Work instruction ▸ Below are the entries to retype; reproduce each one exactly.

Record extracts: Begin

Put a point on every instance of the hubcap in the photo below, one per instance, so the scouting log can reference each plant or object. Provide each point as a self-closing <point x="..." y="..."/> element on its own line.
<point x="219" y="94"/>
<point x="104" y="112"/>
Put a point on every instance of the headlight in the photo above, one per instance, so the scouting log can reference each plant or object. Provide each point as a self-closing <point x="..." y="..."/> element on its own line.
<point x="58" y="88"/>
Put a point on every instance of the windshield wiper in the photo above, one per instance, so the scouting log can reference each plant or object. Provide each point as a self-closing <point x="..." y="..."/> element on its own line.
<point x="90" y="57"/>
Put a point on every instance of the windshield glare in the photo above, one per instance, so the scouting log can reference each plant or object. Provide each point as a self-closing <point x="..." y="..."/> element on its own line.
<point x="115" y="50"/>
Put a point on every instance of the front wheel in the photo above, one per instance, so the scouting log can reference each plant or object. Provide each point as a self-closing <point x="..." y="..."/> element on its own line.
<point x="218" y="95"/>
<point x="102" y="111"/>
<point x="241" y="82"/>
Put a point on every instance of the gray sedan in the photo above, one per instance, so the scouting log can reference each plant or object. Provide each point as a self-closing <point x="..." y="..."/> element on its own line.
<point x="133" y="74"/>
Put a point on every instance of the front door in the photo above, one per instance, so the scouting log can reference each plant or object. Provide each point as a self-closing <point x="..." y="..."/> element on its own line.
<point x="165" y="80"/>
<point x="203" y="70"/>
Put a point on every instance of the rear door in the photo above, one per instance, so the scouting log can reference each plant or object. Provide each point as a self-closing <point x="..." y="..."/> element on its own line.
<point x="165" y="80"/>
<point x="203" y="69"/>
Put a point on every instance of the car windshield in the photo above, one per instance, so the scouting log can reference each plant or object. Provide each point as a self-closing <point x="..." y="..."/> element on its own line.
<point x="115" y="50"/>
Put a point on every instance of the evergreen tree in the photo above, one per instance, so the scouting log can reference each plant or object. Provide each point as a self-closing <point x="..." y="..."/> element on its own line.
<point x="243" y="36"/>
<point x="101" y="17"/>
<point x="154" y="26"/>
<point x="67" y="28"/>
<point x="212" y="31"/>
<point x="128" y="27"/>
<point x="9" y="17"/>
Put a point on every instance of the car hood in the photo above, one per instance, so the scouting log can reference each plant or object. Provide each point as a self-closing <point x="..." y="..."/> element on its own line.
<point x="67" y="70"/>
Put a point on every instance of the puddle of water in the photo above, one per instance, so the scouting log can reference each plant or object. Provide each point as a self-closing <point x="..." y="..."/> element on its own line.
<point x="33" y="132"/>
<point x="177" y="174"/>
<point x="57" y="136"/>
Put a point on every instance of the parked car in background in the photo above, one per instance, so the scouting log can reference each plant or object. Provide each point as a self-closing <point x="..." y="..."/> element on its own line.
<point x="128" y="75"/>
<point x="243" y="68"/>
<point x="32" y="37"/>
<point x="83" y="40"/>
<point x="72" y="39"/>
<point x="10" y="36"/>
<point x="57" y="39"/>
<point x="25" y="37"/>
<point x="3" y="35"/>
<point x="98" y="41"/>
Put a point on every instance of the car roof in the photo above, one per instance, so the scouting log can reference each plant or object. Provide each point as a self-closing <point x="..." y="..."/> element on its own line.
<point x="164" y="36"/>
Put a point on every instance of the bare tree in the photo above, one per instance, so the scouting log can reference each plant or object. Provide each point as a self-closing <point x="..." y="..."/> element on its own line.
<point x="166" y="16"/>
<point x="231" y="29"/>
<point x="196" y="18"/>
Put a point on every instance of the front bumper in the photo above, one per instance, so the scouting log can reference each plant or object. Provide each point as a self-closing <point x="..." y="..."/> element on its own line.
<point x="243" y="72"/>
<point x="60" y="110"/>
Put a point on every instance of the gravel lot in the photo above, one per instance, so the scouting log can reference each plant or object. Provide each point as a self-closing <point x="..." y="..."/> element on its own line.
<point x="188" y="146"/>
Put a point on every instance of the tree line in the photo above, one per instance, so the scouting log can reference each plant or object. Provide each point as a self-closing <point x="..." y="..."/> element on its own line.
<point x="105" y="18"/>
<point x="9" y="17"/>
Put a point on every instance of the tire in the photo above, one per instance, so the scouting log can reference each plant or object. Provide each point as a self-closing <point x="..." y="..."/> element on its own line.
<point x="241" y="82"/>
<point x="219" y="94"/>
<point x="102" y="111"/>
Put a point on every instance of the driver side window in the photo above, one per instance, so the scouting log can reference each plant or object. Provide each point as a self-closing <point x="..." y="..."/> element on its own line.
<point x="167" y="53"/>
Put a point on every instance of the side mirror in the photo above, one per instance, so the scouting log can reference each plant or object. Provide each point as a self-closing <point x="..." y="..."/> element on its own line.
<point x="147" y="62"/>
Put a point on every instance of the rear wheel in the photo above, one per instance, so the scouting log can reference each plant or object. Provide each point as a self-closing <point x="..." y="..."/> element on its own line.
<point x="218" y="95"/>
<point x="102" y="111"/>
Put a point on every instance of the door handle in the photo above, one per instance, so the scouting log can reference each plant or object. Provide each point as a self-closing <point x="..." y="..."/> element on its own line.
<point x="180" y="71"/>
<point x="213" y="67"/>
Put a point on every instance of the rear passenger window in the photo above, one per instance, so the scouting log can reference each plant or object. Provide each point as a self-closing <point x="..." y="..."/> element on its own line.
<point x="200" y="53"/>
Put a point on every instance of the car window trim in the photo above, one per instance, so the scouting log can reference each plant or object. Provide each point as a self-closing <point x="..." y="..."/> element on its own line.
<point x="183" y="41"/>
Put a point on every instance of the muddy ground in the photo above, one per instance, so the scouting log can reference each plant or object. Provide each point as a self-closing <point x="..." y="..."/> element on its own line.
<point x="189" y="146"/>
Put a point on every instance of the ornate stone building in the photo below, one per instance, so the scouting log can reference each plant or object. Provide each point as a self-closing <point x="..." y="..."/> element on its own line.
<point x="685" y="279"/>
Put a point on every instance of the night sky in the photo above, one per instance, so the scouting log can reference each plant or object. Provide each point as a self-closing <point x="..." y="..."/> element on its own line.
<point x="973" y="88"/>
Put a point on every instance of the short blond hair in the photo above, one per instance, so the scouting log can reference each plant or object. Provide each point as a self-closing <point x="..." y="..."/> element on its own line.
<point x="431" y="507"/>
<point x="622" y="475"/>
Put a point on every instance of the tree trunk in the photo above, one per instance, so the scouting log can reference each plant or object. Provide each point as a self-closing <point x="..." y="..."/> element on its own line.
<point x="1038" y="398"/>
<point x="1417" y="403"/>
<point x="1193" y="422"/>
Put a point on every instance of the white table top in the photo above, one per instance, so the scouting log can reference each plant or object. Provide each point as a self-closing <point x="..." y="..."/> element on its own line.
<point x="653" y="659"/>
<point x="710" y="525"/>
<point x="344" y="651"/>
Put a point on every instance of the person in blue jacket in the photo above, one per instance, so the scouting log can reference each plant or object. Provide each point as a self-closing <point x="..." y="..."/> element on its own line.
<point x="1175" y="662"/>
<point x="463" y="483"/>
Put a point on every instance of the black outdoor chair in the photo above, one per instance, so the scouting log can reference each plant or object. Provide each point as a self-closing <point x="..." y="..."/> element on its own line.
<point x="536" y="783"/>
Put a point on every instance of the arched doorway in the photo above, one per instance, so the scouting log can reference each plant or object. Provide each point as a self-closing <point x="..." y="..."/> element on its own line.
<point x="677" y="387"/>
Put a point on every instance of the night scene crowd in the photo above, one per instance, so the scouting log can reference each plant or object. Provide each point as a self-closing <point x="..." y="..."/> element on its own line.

Record extracts: End

Exercise solution ▸
Put a point on every instance of the hubcap in the photo below, one per instance, so the scouting log can reference each plant or object. Provide each point as a self-closing <point x="..." y="..."/> element on its own line.
<point x="219" y="94"/>
<point x="104" y="112"/>
Put a point on every instance of the headlight in the photo above, one per instance, so the scouting log can reference each plant or object. Provide each point as a self-closing <point x="..." y="..."/> element on its own line.
<point x="58" y="88"/>
Put a point on every instance of the windshield wiper in the photo above, one per instance, so the scouting log can reference each plant or object. Provide each point as a self-closing <point x="..." y="..."/> element on its own line.
<point x="90" y="57"/>
Put a point on every instance of the windshield glare in the photo above, one per instance, so the scouting log can reference each plant or object. Provide each point as a self-closing <point x="..." y="..."/> element on its own line.
<point x="115" y="50"/>
Put a point on every instance of the front wheel in the photo above, one per instance, so the scouting log can reference each plant or object. Provide each point as a self-closing <point x="..." y="..."/> element on its own line.
<point x="218" y="95"/>
<point x="102" y="111"/>
<point x="241" y="82"/>
Put a point on every instance of the gray sedan in the photo above, one per instance, so the scouting log can reference each plant or object. Provide each point as a self-closing <point x="..." y="..."/> element on its own line.
<point x="133" y="74"/>
Put a point on every instance of the front door in the photo above, one per instance, so the scouting log can reference each plant or object. Provide each point as a self-closing <point x="..." y="..."/> element on its own line.
<point x="165" y="80"/>
<point x="203" y="70"/>
Put a point on every instance of the rear door in the photo above, one per instance, so the scouting log can reference each plant or object. Provide each point as a self-closing <point x="..." y="..."/> element on its own line.
<point x="165" y="80"/>
<point x="203" y="69"/>
Put a point on every instance of the car windshield in the photo above, one per instance, so the scouting log can reference each plant or object. Provide each point as a self-closing <point x="..." y="..."/> element on its own line.
<point x="115" y="50"/>
Put a point on every instance of the evergreen tree in the photo above, one per instance, so the scouting log can reference each plant or object. Provide each point as a self-closing <point x="..." y="..."/> element on its own line.
<point x="243" y="36"/>
<point x="101" y="17"/>
<point x="154" y="26"/>
<point x="67" y="28"/>
<point x="212" y="31"/>
<point x="128" y="27"/>
<point x="9" y="17"/>
Put a point on every instance of the car hood in the photo above, one per instance, so the scouting log can reference each plant or object. Provide each point as a self-closing <point x="..." y="..."/> element on its own line.
<point x="67" y="70"/>
Put a point on every instance of the puddle of water in the photo above, one per instance, so the scouting log can reference each plant or object. Provide each point as a self-closing <point x="..." y="..."/> element on its own line.
<point x="33" y="132"/>
<point x="177" y="174"/>
<point x="57" y="136"/>
Put a point on every instance of the parked car in background in the photo above, one per instance, so the scouting log can reference each plant or object. Provide each point as a self-closing <point x="..." y="..."/> element on its own line.
<point x="128" y="75"/>
<point x="243" y="68"/>
<point x="32" y="37"/>
<point x="83" y="40"/>
<point x="72" y="39"/>
<point x="10" y="36"/>
<point x="57" y="39"/>
<point x="25" y="37"/>
<point x="3" y="35"/>
<point x="98" y="41"/>
Put a point on every instance of the car roof in the photo above, one per instance, so the scouting log can reference each plant or object. Provide each point as a self-closing <point x="..." y="..."/> element on its own line.
<point x="164" y="36"/>
Put a point on every instance of the bare tree in the photo above, one per instance, so the scouting log can reference each plant or object. Provide each point as a self-closing <point x="..." y="..."/> element on its own line.
<point x="166" y="16"/>
<point x="231" y="29"/>
<point x="196" y="18"/>
Put a point on every instance of the front bumper in the photo above, one per instance, so the scouting log can reference each plant or object. Provide each point as a self-closing <point x="..." y="..."/> element on its own line.
<point x="243" y="72"/>
<point x="60" y="110"/>
Put a point on every instance of the gravel lot in the photo above, one per instance, so the scouting log can reference each plant or object. Provide each point as a self-closing <point x="..." y="..."/> element on its own line.
<point x="188" y="146"/>
Put a point on every instance of the tree line in the photo above, one per instance, so the scouting log can reference each plant or object. Provide each point as a self-closing <point x="..." y="..."/> element on its own line.
<point x="105" y="18"/>
<point x="9" y="17"/>
Put a point on every instance of the tire in the photo above, one per instance, so the scouting log can reference each plant or object. Provide each point as a self-closing <point x="..." y="..."/> element on its own line.
<point x="241" y="82"/>
<point x="219" y="94"/>
<point x="102" y="111"/>
Put a point on every instance of the driver side window in the photo above, one per instance, so the scouting log can reference each plant or object. Provide each point as a self-closing <point x="..." y="..."/> element on its own line.
<point x="167" y="53"/>
Put a point on every instance of the side mirror in the photo above, one per instance, so the scouting log can reference each plant or object. Provide each point as a self-closing <point x="..." y="..."/> element on its own line.
<point x="147" y="62"/>
Put a point on every instance of the rear wheel in the photo above, one per instance, so the scouting log can reference each plant or object. Provide each point as a self-closing <point x="..." y="..."/> element on its own line.
<point x="218" y="95"/>
<point x="102" y="111"/>
Put a point on every instance of the door handle in the photo above, one per instance, so the scouting log can reference each plant or object. Provide each point as a self-closing <point x="..." y="..."/> element on its own line.
<point x="180" y="71"/>
<point x="213" y="67"/>
Put a point on every instance of the rear passenger window in the photo above, one per instance, so the scouting log can reference each plant or object. Provide each point as a self-closing <point x="..." y="..."/> element on its own line.
<point x="200" y="53"/>
Put a point on every instance of the car window trim in the photo above, one per instance, so the scouting log can reference each plant or object. Provide each point as a self-closing <point x="..." y="..."/> element on its own line.
<point x="183" y="41"/>
Put a point on every instance of the muddy ground in the photo above, one per instance, so the scouting log can reference each plant or object. Provide each point as a self-closing <point x="..." y="..."/> element on its own line.
<point x="189" y="146"/>
Put a point on every instance of the ornate stone building in the photo below, one per instance, so the scouting log can reference each plant or object. Provide each point as a self-closing <point x="..." y="..."/> element on its own line.
<point x="685" y="279"/>
Put a point on every instance of the night sky in the photo above, one per instance, so the scouting log can reference each plant or object. Provide each point as a self-closing <point x="..." y="..."/> element on its own line.
<point x="973" y="88"/>
Put a point on every instance of the short blond hair in the photo above, one per instance, so the scouting log can reference each plant or object. Provide each point as a self-closing <point x="..." y="..."/> element on its own line.
<point x="431" y="507"/>
<point x="622" y="475"/>
Put a point on every instance of the tree trunk in the photo above, one per instance, so the scouting log can reference each plant or object. Provide each point as a self-closing <point x="..." y="..."/> element on its own line.
<point x="1038" y="398"/>
<point x="1417" y="403"/>
<point x="1193" y="422"/>
Put a point on every instance of the white table top in the photo above, one per instance, so the scouting log can reference each plant or object. Provide each point as a self-closing <point x="..." y="..."/> element on its own line.
<point x="653" y="659"/>
<point x="710" y="525"/>
<point x="344" y="651"/>
Put a point on every instance of the person in blue jacket in the photo above, one per instance, so the scouting log can reference each plant or object. Provide each point as a self-closing <point x="..." y="..."/> element on its own line.
<point x="1175" y="662"/>
<point x="463" y="483"/>
Put a point on every instance of the black outdoor chair in the photo above, one per instance, so the scouting log can reference each plant or object. Provide each point as a self-closing <point x="..." y="..."/> element on its own line.
<point x="536" y="783"/>
Put a point on every instance of the arched doorway in the photo above, one per instance, so the scouting log can reference each plant or object. Provide each point as a self-closing <point x="..." y="..."/> element on its own line.
<point x="677" y="387"/>
Put a point on every instance of the night scene crowd in the photo above, one per instance, so the scouting log can reference each plant or object. Provide each point as a self-closing <point x="..." y="..."/> element on its own line.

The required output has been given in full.